**Dataset entries**
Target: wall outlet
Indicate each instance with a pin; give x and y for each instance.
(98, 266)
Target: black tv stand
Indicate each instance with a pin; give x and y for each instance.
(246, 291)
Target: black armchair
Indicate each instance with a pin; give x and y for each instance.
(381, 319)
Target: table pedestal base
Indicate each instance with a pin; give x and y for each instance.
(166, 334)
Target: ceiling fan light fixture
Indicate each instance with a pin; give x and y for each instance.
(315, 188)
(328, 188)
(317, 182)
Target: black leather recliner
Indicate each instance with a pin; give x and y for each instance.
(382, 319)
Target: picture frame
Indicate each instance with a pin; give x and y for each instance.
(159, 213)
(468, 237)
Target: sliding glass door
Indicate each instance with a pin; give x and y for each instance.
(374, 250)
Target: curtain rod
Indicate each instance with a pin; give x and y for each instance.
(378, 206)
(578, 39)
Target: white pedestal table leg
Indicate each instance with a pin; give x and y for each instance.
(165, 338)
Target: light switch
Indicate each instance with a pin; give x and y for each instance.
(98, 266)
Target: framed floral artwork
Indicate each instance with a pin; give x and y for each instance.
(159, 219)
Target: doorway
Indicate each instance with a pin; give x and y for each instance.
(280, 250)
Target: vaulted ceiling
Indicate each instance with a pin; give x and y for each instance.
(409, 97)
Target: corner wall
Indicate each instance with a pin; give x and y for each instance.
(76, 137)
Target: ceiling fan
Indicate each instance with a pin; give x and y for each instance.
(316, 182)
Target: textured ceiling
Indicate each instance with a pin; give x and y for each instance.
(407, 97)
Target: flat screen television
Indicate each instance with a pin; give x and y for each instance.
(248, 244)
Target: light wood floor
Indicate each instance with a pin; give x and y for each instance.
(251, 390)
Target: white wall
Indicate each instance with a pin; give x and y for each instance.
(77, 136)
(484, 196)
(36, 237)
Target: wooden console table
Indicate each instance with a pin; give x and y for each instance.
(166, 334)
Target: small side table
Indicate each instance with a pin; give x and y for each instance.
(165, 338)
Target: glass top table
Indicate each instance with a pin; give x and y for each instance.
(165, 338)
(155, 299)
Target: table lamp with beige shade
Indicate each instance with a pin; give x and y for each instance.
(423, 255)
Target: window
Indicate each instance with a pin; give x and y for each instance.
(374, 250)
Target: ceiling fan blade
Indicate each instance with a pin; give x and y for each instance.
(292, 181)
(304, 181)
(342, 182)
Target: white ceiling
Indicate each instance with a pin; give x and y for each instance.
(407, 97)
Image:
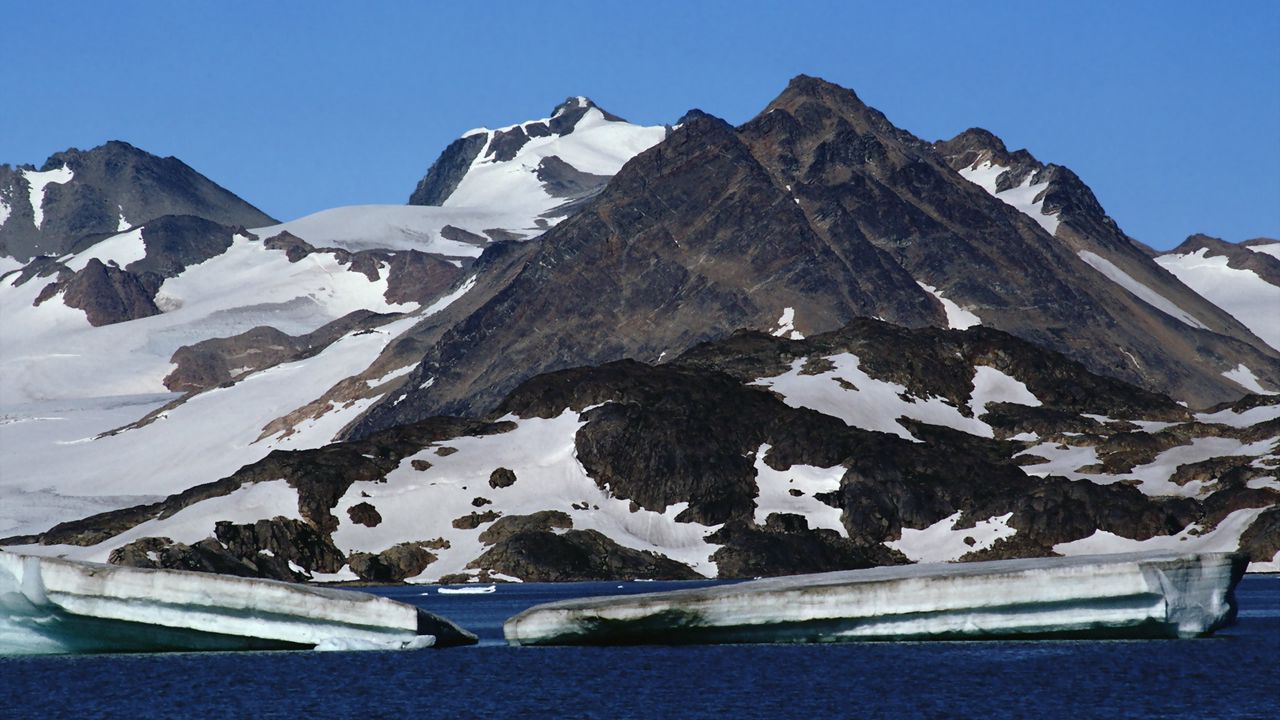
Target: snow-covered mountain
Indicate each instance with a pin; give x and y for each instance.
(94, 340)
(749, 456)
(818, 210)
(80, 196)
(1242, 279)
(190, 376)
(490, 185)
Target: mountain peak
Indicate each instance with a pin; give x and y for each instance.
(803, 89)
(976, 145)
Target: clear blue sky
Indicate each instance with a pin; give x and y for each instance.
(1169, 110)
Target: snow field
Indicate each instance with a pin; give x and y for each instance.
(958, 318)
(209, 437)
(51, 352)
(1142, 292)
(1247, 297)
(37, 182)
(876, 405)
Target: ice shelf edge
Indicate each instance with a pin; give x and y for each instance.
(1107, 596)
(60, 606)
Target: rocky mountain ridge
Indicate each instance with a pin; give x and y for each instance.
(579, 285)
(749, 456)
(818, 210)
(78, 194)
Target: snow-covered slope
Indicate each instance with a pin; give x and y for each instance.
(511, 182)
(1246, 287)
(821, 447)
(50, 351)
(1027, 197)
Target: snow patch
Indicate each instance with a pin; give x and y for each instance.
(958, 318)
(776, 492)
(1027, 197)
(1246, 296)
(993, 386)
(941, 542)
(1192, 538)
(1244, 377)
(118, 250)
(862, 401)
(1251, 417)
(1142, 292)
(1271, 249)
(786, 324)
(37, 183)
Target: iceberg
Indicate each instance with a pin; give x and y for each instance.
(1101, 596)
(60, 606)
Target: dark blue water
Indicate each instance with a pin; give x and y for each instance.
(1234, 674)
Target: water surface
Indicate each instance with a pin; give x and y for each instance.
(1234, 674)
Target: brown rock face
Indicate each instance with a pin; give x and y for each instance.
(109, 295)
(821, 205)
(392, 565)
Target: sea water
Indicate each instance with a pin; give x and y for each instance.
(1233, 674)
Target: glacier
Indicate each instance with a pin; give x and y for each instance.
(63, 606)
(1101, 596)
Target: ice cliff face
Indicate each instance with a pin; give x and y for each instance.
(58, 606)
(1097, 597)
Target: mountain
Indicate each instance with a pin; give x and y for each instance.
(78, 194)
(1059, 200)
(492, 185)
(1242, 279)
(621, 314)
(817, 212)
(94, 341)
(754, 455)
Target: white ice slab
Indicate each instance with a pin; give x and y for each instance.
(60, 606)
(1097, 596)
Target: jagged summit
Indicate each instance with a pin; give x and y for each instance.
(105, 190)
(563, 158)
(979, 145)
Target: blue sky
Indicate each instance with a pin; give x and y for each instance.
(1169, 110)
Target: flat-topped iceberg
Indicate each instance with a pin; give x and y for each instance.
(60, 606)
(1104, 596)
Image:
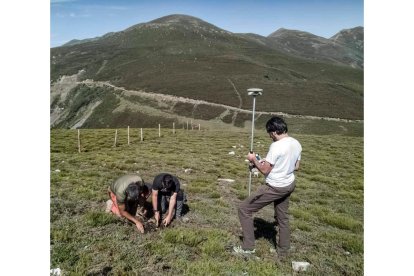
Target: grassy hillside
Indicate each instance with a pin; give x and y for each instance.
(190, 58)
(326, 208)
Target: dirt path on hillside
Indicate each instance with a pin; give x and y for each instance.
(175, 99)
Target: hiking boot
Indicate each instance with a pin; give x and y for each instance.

**PROMPT**
Check each line of the records above for the string "wall", and report every line that has it.

**RESPONSE BOX**
Target: wall outlet
Target: corner wall
Target: white wall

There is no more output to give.